- Records to process -
-------

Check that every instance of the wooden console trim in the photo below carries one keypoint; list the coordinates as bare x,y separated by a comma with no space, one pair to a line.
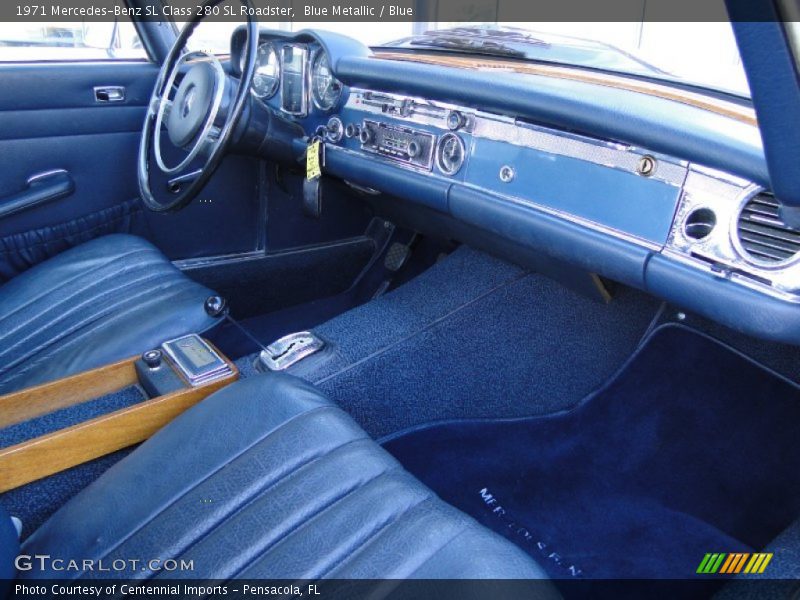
48,397
48,454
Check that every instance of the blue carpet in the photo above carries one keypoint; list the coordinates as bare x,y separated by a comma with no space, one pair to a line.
476,337
688,450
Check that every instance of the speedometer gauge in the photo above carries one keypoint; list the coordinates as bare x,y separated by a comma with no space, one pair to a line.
325,88
267,75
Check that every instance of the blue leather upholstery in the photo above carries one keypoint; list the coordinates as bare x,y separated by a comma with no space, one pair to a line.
99,302
268,479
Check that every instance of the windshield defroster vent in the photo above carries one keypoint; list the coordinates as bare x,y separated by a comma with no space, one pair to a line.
762,235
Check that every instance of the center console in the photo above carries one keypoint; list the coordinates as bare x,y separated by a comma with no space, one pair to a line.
171,378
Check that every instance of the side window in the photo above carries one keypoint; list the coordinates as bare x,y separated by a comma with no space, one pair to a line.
30,42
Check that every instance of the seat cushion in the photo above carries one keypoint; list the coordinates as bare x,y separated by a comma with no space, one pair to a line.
100,302
268,479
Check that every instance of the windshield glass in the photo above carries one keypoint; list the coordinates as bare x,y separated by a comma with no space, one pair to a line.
699,54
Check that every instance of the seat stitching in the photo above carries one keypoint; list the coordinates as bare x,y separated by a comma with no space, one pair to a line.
218,469
373,535
114,278
457,535
258,494
110,285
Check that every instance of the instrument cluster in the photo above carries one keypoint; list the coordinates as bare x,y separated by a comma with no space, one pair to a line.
299,74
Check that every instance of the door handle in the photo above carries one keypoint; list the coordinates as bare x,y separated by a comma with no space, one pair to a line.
109,93
39,189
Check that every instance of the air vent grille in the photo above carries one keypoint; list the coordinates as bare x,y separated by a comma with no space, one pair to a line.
762,233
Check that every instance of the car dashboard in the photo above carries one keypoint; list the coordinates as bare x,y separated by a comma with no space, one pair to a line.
704,234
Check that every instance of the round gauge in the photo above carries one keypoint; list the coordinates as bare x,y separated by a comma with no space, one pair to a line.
450,153
325,88
267,75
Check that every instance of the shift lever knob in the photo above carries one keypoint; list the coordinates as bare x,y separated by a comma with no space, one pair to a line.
216,306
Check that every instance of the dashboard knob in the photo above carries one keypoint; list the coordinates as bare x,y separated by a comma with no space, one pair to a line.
455,120
365,135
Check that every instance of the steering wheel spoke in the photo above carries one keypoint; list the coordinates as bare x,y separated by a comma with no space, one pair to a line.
192,112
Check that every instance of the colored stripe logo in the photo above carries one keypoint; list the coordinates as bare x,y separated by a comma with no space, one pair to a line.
734,563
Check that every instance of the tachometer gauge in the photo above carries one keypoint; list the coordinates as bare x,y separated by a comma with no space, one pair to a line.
325,88
267,76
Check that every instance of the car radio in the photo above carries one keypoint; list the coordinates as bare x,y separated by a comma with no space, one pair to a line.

-------

- Instructions to follow -
Each line from the one with "Check that every instance of the door" through the last line of the material is to be retyped exactly, and no other line is.

- Reply -
Check that every instance of the door handle in the photo above carries one keypoint; list the coordinates as bare x,y separated by a comma with no space, one pair to a line.
109,93
39,189
Check that every instance of the air vent grille in the photo above carries one keypoint; list the coordinates as bare x,y separated by a comma with no space, one pair to a line.
762,233
Check that every instance of the car dashboard in the photo above carries one keypoint; list the coordinates as bare x,y separated by a comma with no space, one pair to a line.
704,234
Check that every instance of the round gauge in the photo above carries one keypoint; list the coordinates as bare x,y separated by a comma with no space, one pair to a line.
450,153
325,88
267,75
Check that every instance of the shift lever knob in the photo above carries one keypoint; list the coordinates as bare x,y separated by a comma with no space, one pair to a line.
216,306
Check that every instance of the dashboard knob in the photo above carries one keypoint; list the coordinates as bare x,y separated by a comma with no space, one pair to a line.
455,120
365,135
Check that every instance of the steering wheel spoke in the photo above carries one keypoint; list the coordinates as bare x,y separated by a comma with no space, one pair to a line.
192,112
Check that every instance of the colored stripe logo in the photo above carries one keypoint; list the coordinates as bare x,y separated by a comma with no space, one pair to a line.
734,563
Check that every instance of the tachometer gauge in the photo above carries one keypoint; list the coordinates as bare x,y separated by a comma with no space, one pair to a line.
325,88
267,76
Check that every instance of the car radio in the photo above carries one keypoint; list the coordinates as bare x,y separated by a comma with no space, one pair to a line.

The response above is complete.